Dê continuidade ao artigo sobre a origem da palavra "mulato", a partir do ponto em que ele termina.

## Trecho do documento
● ● ● ● ● ● ●
São Paulo, sábado, 11 de junho de 1994
Texto Anterior | Próximo Texto | Índice

Um mulato assanhado

JOSUÉ MACHADO

O Fernandenrique tem todo direito de se declarar mulatinho. A palavra mulato tem pelo menos três acepções: 1. mestiço da raça branca e negra; 2. aquele que é escuro ou trigueiro; 3. o mesmo que mu ou mulo. É óbvio que ele não se confessou mulo e sim moreninho, trigueirinho.
Pois foi com a liberdade dos poetas, somada à sinceridade que tempera o discurso de nossos políticos, que ele se declarou mulatinho com um pé na cozinha. (O outro pezinho onde estará?) Por causa disso trataram-no como a Jeni do Chico Buarque. Solimar Carneiro, do Instituto da Mulher Negra, disse, segundo esta Folha: "Só se ele é filho de mula. Mulatinho é cruzamento com mula, não com negro."
Observação das mais refinadas. Refinada e sábia. Mulo e mula são animais híbridos e estéreis, filhos de jumento e égua ou de cavalo e jumenta, portanto não podem procriar, ao contrário dos mulatos, cruzamento feliz de negro com branca ou de branco com negra, sim, senhor. Nunca ninguém pôs isso em dúvida nem protestou com tanto furor sociológico/filológico/racial.
Furores à parte, há dúvidas em relação à origem da palavra mulato, embora a maioria dos especialistas a considere a mesma de mulo/mula, como Aurélio e Antenor Nascentes, entre outros. Aurélio registra: "mulato, do espanhol, mulato, de mulo por ser mestiço o mulato". E Antenor Nascentes, "De mulo e sufixo ato; para o mestiço humano houve comparação com o híbrido animal". Para eles, portanto, mulo ou mu e mulato têm a mesma origem latina: mulus (macho e também burro ou homem estúpido).
Culpa dos árabes
Mas o professor Silveira Bueno, em seu "Grande Dicionário Etimológico Prosódico de Língua Portuguesa" discorda. Acha que as palavras mulato (mulo ou mu) e mulato (homem) têm origens diferentes. E explica-se bem, atribuindo a origem da palavra mulato (mestiço humano) ao árabe: "Do árabe muallad ou como grafa Lammens `mowallad: aquele que é nascido de pai árabe e de mãe estrangeira, ou de pai escravo e de mãe livre. Penso ser daí e não de mulus que vem mulato' (mulâtre = mestiço humano, em francês). Por essa razão é que damos étimos diferentes para os dois homônimos. Foi justamente essa homofonia que levou todos os autores portugueses e brasileiros a idéia errônea de pensar que mulato, mestiço, seja a mesma palavra mulato, muacho, burro de carga. A passagem de Gil Vicente sempre invocada para documentar o verbete mulato: `Se beato imaculato me emprestasse o seu mulato mas não sei se quererá' (Clérigo da Beira) serve apenas para o muacho, para o mu, e não para o descendente de branco e negra."
● ● ● ● ● ● ●
## Itens
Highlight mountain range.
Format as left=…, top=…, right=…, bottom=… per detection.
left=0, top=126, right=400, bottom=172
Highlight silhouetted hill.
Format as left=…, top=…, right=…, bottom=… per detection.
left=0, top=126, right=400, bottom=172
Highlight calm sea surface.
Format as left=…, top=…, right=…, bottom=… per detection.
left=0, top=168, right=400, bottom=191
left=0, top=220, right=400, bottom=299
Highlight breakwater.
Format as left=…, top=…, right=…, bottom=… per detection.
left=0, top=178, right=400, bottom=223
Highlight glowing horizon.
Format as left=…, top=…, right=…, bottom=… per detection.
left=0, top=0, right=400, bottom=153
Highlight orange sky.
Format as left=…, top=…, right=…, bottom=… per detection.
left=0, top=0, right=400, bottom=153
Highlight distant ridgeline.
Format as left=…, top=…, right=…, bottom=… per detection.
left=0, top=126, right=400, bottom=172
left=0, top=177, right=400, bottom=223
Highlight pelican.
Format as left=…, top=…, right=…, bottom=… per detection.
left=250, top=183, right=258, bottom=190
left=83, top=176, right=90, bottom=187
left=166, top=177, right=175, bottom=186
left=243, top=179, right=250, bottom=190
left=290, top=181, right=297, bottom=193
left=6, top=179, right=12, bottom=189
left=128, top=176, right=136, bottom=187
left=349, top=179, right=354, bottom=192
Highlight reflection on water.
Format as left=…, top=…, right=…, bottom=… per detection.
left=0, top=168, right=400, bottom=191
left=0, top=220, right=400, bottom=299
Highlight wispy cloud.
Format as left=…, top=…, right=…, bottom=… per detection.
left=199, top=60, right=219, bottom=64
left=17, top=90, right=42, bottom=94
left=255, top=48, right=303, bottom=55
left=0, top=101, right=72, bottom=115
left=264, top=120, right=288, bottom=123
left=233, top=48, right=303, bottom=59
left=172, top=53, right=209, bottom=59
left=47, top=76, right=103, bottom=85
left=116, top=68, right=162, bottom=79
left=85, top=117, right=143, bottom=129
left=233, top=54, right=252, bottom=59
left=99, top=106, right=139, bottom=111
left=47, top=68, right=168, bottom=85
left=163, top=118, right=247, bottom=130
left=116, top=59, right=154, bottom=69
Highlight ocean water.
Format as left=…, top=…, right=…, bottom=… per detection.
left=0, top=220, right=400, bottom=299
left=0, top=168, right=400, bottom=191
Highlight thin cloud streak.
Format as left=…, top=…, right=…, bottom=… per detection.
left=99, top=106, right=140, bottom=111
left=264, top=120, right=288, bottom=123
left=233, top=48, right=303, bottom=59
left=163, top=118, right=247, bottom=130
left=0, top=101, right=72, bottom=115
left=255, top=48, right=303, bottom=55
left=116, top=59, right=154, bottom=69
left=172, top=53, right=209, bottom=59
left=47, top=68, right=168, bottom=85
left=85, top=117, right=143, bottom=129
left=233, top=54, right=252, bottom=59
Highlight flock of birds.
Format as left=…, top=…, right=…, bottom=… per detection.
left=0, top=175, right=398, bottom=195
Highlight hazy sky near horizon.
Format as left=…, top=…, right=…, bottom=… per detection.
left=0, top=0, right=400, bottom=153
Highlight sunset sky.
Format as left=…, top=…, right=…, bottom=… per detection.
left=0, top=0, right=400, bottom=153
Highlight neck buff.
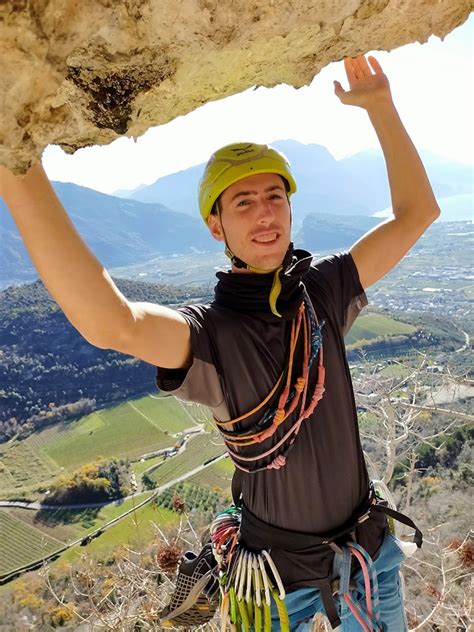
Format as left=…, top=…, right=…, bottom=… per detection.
left=212, top=247, right=313, bottom=322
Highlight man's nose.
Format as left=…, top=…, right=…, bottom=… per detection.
left=257, top=199, right=275, bottom=224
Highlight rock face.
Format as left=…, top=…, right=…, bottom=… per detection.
left=0, top=0, right=472, bottom=172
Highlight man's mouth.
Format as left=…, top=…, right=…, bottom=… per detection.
left=252, top=232, right=278, bottom=244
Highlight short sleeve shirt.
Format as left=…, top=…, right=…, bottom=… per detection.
left=157, top=252, right=369, bottom=533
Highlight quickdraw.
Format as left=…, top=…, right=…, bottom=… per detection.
left=211, top=505, right=290, bottom=632
left=214, top=291, right=325, bottom=473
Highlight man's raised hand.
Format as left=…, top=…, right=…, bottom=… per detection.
left=334, top=55, right=392, bottom=110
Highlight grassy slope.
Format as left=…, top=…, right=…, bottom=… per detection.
left=345, top=313, right=416, bottom=345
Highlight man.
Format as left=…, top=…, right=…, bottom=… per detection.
left=0, top=57, right=439, bottom=632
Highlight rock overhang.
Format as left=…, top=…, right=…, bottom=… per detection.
left=0, top=0, right=474, bottom=172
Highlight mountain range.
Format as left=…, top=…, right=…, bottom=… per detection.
left=121, top=140, right=473, bottom=227
left=0, top=140, right=473, bottom=287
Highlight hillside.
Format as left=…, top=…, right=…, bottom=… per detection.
left=0, top=279, right=211, bottom=439
left=0, top=182, right=218, bottom=285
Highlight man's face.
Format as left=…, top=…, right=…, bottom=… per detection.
left=208, top=173, right=291, bottom=270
● ● ● ● ● ● ●
## Resultado abaixo
Nem importa muito a origem da palavra mulato. O que importa é que a acepção de mestiço humano predominou de tal forma que o significado de mulato/mulo/mu tem tanta força quanto a Justiça contra Collor, Fiuza e os outros. (Além do mais, por que se compararia o mulo/mu –animal híbrido, estéril, repetimos– com o mulato e a mulata, nem um pouco estéreis, como se vê por aí?!) Sobretudo, não há risco de ninguém confundir a mulata requebrante com a mula teimosa.
O melhor da conversa mulatal é que a sorridente declaração do Fernandenrique representa uma confissão indireta de amor ao povo, a que ele pertence como igual e que muito quer ajudar se eleito: para variar, grandes ladrões em cana, preços contidos e salários liberados. Seremos todos felizes com um mulatinho assim na presidência, não é mesmo?

JOSUÉ R.S. MACHADO é jornalista, formado em Línguas Neolatinas pela PUC-SP. Colaborou em diversos jornais e revistas.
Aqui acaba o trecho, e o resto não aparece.